- **THE TASK**: Reproduce every one of the following entries word for word, with no changes.

- **RECORDS FOR THE EXERCISE**:
::::::::

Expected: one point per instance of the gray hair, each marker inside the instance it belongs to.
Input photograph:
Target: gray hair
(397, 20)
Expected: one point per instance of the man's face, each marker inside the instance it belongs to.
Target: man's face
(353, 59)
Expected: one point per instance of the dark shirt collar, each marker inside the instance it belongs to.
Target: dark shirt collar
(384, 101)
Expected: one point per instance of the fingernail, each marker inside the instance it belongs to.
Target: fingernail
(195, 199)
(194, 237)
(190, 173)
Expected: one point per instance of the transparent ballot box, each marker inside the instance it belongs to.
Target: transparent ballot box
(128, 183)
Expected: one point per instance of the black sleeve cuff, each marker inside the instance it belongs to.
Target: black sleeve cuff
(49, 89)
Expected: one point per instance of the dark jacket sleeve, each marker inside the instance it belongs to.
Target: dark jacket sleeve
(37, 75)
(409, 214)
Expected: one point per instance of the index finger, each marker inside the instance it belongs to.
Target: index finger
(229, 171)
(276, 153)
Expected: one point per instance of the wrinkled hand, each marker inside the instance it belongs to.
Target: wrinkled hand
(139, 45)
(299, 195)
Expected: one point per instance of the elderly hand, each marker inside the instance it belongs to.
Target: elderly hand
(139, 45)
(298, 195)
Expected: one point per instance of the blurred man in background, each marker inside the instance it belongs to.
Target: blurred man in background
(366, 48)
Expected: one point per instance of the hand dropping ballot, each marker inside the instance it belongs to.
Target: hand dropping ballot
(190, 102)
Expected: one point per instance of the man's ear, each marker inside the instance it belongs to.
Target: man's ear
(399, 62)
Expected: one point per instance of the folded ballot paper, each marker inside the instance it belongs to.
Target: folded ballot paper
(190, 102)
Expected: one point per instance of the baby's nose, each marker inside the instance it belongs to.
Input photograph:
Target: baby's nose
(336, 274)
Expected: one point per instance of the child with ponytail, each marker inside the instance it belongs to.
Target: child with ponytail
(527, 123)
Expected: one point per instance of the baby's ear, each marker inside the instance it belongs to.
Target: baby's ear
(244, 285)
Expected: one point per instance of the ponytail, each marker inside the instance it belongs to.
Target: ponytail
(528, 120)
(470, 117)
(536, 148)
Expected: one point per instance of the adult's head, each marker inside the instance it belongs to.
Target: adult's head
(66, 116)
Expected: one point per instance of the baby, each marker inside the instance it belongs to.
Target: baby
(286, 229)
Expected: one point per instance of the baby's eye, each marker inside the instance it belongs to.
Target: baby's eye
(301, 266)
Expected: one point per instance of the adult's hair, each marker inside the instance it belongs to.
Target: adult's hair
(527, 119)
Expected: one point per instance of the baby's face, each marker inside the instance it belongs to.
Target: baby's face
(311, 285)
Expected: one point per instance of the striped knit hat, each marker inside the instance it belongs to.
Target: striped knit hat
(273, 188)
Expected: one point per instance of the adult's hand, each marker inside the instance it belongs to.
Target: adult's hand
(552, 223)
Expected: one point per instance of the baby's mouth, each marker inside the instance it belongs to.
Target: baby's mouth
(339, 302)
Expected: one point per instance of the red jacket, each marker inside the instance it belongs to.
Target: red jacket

::::::::

- **EXERCISE SOLUTION**:
Expected: one point per instance of the gray hair, each marker inside the instance it belongs to.
Input photograph:
Target: gray hair
(397, 20)
Expected: one point per instance of the man's face, each marker inside the instance it belongs to.
Target: man's face
(353, 59)
Expected: one point per instance of the dark shirt collar, each marker inside the instance it belongs to.
Target: dark shirt collar
(384, 101)
Expected: one point per instance of the fingernail, each marker inside the instance it belongs to.
Target: fingernail
(195, 199)
(194, 237)
(190, 173)
Expected: one point per instance of the transparent ballot box, each marker inside the instance it belongs to.
Target: transparent ballot box
(128, 183)
Expected: one point per instance of the black sleeve cuff, each marker inside the instance it belongs to.
Target: black sleeve cuff
(49, 89)
Expected: one point per instance of the dark jacket sleeve, each marker inside the instance it belongs to.
Target: dark jacket sleeve
(37, 75)
(409, 214)
Expected: one point per instance of the index finger, each marker inside the instance it belongs to.
Target: index finger
(229, 171)
(276, 153)
Expected: one point per instance of the wrinkled hand, each marker inside the instance it belongs to.
Target: wrinkled hand
(139, 45)
(299, 195)
Expected: one point per instance of the elderly hand, each marker inside the instance it belongs to.
Target: elderly hand
(139, 45)
(298, 195)
Expected: one point per instance of the blurred man in background, each marker inside the instance it belongs to.
Target: blurred man in background
(366, 48)
Expected: one point per instance of the hand dropping ballot, each marker inside the instance it belongs to.
Target: hand dropping ballot
(190, 102)
Expected: one point per instance of the man's ear, each marker inside the instance it belongs to.
Target: man's ear
(399, 62)
Expected: one point per instance of the folded ballot paper, each marker inside the instance it belongs to.
Target: folded ballot paper
(190, 102)
Expected: one point per instance of the baby's nose, each marker inside the instance it belongs to.
Input photograph:
Target: baby's nose
(336, 274)
Expected: one point per instance of the child with ponytail, each marker inside the instance it belongs to.
Target: child with ponytail
(527, 123)
Expected: one point per instance of the baby's ear, each marker inside the instance it belongs to.
Target: baby's ear
(244, 285)
Expected: one point per instance of the ponytail, each marker inside the instance it belongs to.
Target: ponytail
(528, 120)
(470, 117)
(536, 148)
Expected: one point per instance of the adult's head, each marker inside the instance it belongs to.
Target: adult's head
(66, 116)
Expected: one point per instance of the baby, each marker inside the instance it belongs to.
Target: baby
(286, 229)
Expected: one point per instance of the baby's eye, each marker inside the instance it belongs to.
Target: baby's eye
(301, 266)
Expected: one point per instance of the adult's hair, each marker inside the instance it belongs to.
Target: adult's hair
(527, 119)
Expected: one point per instance of the baby's face, each marker inside the instance it belongs to.
Target: baby's face
(311, 285)
Expected: one point per instance of the striped knit hat, each marker inside the instance it belongs to.
Target: striped knit hat
(273, 188)
Expected: one point per instance of the adult's hand, each marker inside the instance it belongs to.
Target: adult's hand
(552, 223)
Expected: one point per instance of the baby's mouth, each marker inside the instance it belongs to.
Target: baby's mouth
(339, 302)
Expected: one point per instance of the red jacket, each marker inside the instance it belongs to.
Target: red jacket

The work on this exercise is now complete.